Но в каждом вопрос, как на страшном суде:
"Где ж все позитивное, Эрих Кестнер?"
А черт его знает, где!
{Перевод К. Богатырева.}
И все-таки, все-таки... Проблема "позитивного" мучила писателя, он не переставал думать о ней. Уже в 1946 году, в предисловии к сборнику своих ранних стихов, Кестнер писал о них так: "Эти стихи - попытка молодого еще человека предостеречь других с помощью иронии, критики, упрека, издевки, смеха. Что подобные попытки бессмысленны, известно заранее, как заранее известно, что бессмысленность подобных попыток и сознание этой бессмысленности еще никогда не заставляли и не заставят замолчать ни одного сатирика. Разве что его книги сожгут. Сатирики замолчать не могут, ведь они чувствуют себя кем-то вроде школьных учителей. А школьные учителя не могут не твердить свое. Ведь в потаеннейшем уголке их сердец вопреки всему безобразному, что творится в мире, робко теплится глупая, бессмысленная надежда, что люди все-таки могут стать немножко, совсем-совсем немножко лучше, если их достаточно часто ругать, просить, оскорблять и высмеивать. Сатирики - идеалисты ".
Со школьным учителем Кестнер сравнивал себя не раз. Для него это сравнение имело особый смысл. Один из персонажей романа "Фабиан", самоубийца Лабуде, пишет в своем прощальном письме: "Мне бы стать учителем: идеалы в наше время доступны только детям". И в поисках "позитивного" сам Кестнер обращается прежде всего к детям: пишет книги о них и для них. Он остается верен давнему учительскому призванию, только пробует осуществить его другими средствами.

**Предоставленные данные**
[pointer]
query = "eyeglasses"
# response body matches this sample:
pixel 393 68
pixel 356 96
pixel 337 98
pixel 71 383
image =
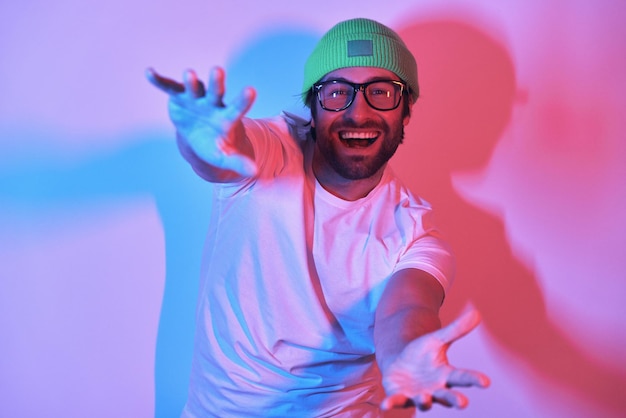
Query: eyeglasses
pixel 337 95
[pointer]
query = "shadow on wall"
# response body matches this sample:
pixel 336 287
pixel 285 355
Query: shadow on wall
pixel 468 89
pixel 40 176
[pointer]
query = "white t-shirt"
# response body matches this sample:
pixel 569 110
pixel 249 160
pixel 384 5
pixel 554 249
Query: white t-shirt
pixel 290 282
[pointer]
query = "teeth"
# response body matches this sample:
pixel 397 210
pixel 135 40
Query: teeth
pixel 358 135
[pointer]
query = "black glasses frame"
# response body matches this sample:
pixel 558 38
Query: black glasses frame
pixel 357 87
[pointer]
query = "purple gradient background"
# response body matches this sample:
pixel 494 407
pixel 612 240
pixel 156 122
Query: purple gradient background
pixel 102 224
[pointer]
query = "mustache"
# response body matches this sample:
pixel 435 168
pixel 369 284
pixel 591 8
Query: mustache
pixel 347 124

**Выполните задание**
Воспроизведите дословно фрагмент отрывка о Кестнере, начиная со слов «Со школьным учителем» и заканчивая словами «его другими средствами.».

**Полный ответ**
Со школьным учителем Кестнер сравнивал себя не раз. Для него это сравнение имело особый смысл. Один из персонажей романа "Фабиан", самоубийца Лабуде, пишет в своем прощальном письме: "Мне бы стать учителем: идеалы в наше время доступны только детям". И в поисках "позитивного" сам Кестнер обращается прежде всего к детям: пишет книги о них и для них. Он остается верен давнему учительскому призванию, только пробует осуществить его другими средствами.